··· Task material
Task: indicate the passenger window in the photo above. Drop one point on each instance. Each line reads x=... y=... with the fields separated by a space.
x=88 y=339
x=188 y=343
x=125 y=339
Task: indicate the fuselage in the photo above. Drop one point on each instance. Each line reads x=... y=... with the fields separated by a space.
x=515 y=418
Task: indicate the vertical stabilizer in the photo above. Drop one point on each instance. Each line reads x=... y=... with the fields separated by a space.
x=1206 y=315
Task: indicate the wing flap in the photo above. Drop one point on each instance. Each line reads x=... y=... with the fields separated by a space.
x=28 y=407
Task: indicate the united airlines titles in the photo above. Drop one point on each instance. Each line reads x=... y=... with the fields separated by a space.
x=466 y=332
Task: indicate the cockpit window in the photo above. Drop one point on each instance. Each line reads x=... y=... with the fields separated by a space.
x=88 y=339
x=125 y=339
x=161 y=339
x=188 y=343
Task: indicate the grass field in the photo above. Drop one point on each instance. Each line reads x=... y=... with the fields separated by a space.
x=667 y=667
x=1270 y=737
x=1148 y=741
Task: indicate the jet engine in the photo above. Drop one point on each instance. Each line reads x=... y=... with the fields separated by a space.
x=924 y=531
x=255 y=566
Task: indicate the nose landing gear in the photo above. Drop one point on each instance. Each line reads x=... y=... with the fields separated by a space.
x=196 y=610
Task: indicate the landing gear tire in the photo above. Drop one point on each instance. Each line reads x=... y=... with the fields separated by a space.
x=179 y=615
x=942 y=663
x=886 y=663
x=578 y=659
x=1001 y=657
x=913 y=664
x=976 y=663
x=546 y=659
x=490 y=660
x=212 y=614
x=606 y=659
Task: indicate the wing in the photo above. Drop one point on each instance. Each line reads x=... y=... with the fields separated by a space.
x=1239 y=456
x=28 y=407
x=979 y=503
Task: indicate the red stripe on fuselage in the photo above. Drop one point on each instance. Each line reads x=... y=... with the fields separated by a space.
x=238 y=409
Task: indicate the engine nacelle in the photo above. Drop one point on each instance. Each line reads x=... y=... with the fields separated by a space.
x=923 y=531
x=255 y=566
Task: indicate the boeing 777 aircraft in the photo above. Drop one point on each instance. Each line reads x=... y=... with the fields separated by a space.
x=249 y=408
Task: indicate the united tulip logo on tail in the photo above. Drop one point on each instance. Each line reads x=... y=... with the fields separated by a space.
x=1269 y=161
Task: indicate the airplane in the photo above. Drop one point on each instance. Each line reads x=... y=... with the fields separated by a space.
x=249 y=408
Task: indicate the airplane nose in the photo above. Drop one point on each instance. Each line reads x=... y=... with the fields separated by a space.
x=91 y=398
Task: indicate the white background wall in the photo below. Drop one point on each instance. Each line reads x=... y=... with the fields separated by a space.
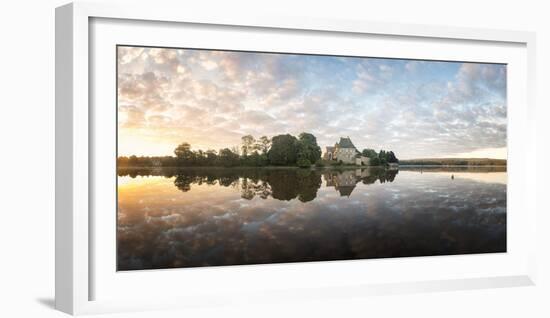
x=27 y=158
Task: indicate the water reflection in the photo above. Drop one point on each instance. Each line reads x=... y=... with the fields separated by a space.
x=198 y=217
x=281 y=184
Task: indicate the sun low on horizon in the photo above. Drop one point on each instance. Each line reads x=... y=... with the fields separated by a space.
x=211 y=98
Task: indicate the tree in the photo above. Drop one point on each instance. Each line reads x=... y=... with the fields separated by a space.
x=303 y=163
x=307 y=148
x=283 y=150
x=392 y=158
x=263 y=144
x=248 y=144
x=374 y=161
x=184 y=154
x=370 y=153
x=228 y=158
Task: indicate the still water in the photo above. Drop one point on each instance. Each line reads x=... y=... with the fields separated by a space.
x=207 y=217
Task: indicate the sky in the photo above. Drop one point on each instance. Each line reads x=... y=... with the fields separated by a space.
x=210 y=99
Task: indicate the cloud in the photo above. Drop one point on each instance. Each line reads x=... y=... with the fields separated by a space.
x=212 y=98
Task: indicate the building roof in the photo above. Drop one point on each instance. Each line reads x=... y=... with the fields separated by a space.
x=345 y=143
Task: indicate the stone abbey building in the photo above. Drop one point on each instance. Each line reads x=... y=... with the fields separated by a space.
x=345 y=151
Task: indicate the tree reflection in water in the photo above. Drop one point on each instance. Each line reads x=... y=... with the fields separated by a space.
x=280 y=184
x=169 y=218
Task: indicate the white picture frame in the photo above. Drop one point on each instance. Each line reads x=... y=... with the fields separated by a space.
x=78 y=162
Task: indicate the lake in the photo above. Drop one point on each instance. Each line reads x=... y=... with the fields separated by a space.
x=171 y=218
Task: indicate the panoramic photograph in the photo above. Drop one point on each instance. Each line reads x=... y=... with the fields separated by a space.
x=242 y=158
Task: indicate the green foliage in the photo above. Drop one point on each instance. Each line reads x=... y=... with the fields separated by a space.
x=248 y=145
x=370 y=153
x=283 y=150
x=307 y=148
x=374 y=161
x=228 y=158
x=263 y=144
x=183 y=152
x=303 y=163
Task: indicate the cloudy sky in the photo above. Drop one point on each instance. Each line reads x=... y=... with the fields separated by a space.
x=418 y=109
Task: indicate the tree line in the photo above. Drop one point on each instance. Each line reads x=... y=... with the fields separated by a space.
x=281 y=150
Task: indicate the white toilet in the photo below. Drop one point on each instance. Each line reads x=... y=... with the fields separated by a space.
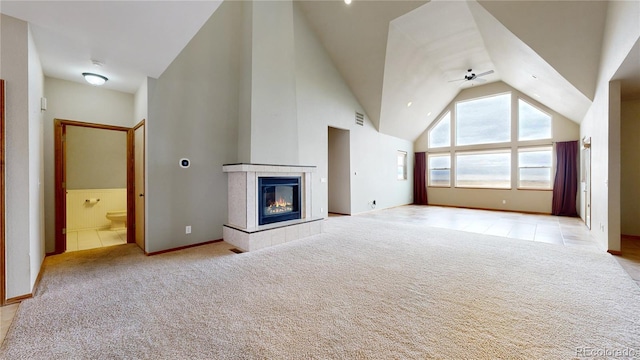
x=118 y=219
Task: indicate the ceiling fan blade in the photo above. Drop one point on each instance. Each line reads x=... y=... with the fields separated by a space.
x=485 y=73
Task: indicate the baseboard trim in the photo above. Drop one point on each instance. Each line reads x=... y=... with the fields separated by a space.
x=481 y=208
x=18 y=299
x=181 y=248
x=633 y=237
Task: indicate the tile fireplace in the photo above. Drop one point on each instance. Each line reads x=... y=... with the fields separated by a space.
x=269 y=205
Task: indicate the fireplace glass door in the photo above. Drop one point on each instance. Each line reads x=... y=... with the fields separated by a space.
x=279 y=199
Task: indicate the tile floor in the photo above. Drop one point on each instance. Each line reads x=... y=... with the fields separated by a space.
x=561 y=231
x=91 y=239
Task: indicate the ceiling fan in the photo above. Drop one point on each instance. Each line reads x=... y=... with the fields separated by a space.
x=471 y=76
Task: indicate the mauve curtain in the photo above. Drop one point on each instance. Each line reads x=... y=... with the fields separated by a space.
x=420 y=180
x=565 y=187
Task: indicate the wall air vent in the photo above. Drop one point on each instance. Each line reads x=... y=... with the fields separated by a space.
x=359 y=119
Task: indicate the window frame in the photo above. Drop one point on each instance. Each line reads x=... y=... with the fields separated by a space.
x=429 y=168
x=404 y=166
x=455 y=125
x=518 y=121
x=502 y=150
x=435 y=124
x=552 y=167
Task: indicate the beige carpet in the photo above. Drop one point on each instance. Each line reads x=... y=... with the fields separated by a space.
x=364 y=289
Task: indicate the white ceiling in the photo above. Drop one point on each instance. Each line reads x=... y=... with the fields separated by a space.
x=439 y=40
x=390 y=53
x=134 y=39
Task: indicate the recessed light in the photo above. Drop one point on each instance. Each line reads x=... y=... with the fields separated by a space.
x=95 y=79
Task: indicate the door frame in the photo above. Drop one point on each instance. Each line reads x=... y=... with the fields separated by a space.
x=141 y=124
x=60 y=156
x=3 y=268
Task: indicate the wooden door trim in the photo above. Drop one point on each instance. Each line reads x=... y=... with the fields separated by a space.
x=60 y=166
x=133 y=185
x=131 y=199
x=3 y=268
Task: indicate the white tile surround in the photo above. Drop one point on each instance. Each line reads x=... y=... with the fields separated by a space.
x=242 y=229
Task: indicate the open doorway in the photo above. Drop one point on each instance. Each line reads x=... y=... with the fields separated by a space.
x=339 y=171
x=139 y=183
x=2 y=216
x=94 y=175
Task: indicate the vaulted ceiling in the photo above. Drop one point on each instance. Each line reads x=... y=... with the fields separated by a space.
x=390 y=53
x=549 y=50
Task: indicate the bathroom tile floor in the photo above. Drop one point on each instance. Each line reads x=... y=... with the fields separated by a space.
x=91 y=239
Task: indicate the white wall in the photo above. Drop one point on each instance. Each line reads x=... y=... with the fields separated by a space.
x=74 y=101
x=96 y=158
x=23 y=155
x=274 y=129
x=537 y=201
x=630 y=168
x=193 y=113
x=36 y=163
x=621 y=33
x=324 y=100
x=141 y=103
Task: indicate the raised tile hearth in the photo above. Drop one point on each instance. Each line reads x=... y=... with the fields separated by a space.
x=243 y=229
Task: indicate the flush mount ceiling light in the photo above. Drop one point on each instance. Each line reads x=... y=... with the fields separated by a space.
x=94 y=79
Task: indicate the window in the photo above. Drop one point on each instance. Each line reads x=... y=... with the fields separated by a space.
x=440 y=135
x=533 y=124
x=484 y=121
x=402 y=165
x=534 y=167
x=439 y=170
x=487 y=169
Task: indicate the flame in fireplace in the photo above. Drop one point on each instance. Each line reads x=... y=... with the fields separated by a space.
x=279 y=206
x=279 y=203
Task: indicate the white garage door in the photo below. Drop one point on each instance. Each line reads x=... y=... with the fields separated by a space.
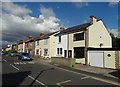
x=95 y=58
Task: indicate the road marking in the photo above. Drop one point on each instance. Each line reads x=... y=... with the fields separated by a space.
x=4 y=60
x=60 y=83
x=31 y=62
x=37 y=81
x=85 y=77
x=64 y=82
x=14 y=66
x=96 y=78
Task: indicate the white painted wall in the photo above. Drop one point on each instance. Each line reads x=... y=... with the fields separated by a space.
x=99 y=34
x=37 y=47
x=62 y=45
x=20 y=48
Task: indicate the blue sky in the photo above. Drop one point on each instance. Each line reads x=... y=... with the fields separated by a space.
x=71 y=13
x=21 y=19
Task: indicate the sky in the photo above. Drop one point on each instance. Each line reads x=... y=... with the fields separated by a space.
x=20 y=19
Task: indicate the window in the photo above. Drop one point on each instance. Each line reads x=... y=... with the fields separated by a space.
x=37 y=42
x=57 y=50
x=45 y=41
x=37 y=52
x=61 y=51
x=65 y=53
x=30 y=43
x=59 y=39
x=69 y=53
x=79 y=36
x=79 y=52
x=45 y=52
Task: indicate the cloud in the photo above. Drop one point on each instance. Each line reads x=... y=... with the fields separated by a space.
x=115 y=32
x=79 y=3
x=14 y=9
x=18 y=24
x=113 y=2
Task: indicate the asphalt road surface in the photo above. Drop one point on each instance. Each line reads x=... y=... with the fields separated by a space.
x=29 y=73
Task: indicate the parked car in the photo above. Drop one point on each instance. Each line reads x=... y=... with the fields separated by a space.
x=24 y=56
x=12 y=54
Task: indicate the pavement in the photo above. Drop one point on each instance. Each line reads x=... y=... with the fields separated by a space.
x=108 y=74
x=41 y=73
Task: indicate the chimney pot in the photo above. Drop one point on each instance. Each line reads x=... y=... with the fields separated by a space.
······
Work item: Lines from the one containing "Task: indicate the parked" through the last line of the records, restated word for word: that is the whole response.

Expected answer:
Task: indicate the parked car in the photo above. Drop one point on each instance. Each line reads x=... y=... with the fields separated by a space.
x=24 y=56
x=12 y=54
Task: indicate the pavement in the photo above. Drop one point on each instance. Each line reads x=... y=... with the fields separated by a space.
x=108 y=74
x=41 y=73
Task: indicate the chimney pot in the photo above. Drop one point on each instance. Each line reads x=... y=... with the fields separated by a space.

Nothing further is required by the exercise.